Copy exactly the lines from the one containing "task | drop a marker on every instance of the lattice" through the last line of the records, both included, and nothing more.

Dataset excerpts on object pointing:
——————

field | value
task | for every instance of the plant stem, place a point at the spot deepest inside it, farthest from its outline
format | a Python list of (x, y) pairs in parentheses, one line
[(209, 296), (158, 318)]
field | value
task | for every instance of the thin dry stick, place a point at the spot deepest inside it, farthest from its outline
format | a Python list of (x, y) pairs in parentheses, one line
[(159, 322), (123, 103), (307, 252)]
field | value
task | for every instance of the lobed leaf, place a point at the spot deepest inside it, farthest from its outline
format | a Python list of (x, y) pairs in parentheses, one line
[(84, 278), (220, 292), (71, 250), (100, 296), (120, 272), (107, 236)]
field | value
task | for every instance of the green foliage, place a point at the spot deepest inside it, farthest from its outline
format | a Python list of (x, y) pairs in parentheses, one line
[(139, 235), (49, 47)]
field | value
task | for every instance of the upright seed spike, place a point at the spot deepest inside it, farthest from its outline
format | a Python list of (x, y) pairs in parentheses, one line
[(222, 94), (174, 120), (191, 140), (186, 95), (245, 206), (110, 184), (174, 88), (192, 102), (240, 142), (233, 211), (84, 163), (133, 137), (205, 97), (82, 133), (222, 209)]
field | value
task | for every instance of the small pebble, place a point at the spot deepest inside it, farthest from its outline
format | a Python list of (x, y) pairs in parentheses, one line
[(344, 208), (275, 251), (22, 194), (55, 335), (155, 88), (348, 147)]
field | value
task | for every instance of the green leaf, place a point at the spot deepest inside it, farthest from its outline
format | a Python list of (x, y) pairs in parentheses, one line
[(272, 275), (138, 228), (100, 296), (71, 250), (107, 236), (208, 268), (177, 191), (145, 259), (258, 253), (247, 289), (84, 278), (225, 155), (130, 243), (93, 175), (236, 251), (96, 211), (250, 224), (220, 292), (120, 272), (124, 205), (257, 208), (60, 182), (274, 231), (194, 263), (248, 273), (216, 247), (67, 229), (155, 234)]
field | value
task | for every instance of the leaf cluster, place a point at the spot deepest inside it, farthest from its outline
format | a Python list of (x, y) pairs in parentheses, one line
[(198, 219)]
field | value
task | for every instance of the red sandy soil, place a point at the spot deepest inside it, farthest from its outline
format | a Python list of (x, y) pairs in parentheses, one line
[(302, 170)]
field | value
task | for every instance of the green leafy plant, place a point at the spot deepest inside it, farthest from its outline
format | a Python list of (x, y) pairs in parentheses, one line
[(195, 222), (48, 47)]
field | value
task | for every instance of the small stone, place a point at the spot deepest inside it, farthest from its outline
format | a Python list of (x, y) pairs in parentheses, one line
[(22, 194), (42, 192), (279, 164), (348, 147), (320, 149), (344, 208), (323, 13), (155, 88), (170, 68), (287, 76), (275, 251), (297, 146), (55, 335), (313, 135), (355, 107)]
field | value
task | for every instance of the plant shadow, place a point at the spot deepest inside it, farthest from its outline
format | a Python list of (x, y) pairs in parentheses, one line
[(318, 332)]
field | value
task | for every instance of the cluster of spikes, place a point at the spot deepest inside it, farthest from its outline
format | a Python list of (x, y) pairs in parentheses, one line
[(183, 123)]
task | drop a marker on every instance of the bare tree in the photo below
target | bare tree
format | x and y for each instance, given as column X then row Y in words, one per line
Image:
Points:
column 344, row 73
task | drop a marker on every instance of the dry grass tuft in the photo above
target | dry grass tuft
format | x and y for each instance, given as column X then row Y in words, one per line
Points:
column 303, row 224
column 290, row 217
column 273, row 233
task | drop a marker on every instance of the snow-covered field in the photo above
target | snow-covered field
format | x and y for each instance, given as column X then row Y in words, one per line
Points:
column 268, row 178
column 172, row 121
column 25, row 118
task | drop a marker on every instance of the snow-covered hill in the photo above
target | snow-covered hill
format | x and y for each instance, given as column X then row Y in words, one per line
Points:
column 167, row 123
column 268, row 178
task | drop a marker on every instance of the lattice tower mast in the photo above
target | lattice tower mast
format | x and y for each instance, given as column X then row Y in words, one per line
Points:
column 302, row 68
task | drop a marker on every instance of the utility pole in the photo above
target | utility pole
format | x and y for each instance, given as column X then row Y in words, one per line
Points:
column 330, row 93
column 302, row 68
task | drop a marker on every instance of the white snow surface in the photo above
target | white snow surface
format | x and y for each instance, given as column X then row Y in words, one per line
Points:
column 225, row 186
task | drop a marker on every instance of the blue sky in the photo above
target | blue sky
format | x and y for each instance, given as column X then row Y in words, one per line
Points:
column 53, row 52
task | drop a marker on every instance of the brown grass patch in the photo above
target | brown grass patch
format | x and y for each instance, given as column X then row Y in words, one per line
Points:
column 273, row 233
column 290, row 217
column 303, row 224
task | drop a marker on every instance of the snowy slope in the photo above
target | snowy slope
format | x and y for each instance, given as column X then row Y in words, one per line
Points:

——————

**ANSWER:**
task | drop a marker on every instance of the lattice tower mast in the photo above
target | lattice tower mast
format | x and y for each instance, given as column X then row Y in words, one per line
Points:
column 302, row 68
task | drop a marker on every instance of the utility pole in the photo above
target | utility pole
format | x and y for each instance, given as column X then row Y in words, one per line
Points:
column 330, row 93
column 302, row 68
task | drop a marker on every instance of the white snow surface in the photo above
target | white snow surface
format | x and y for each instance, given as column X then row Y in words, one per line
Points:
column 225, row 186
task | drop a marker on every instance of the blue sky in the photo above
target | blue sky
format | x and y for each instance, given as column X then row Y in words, one per line
Points:
column 53, row 52
task | drop a marker on every instance of the brown grass patch in the photo above
target | brown grass patch
format | x and y for each instance, given as column X then row Y in words, one per line
Points:
column 273, row 233
column 290, row 217
column 303, row 224
task | drop a marker on every instance of the snowy slope in the photo above
target | snowy slope
format | x and y for each instance, given as column X then row Y in words, one per line
Points:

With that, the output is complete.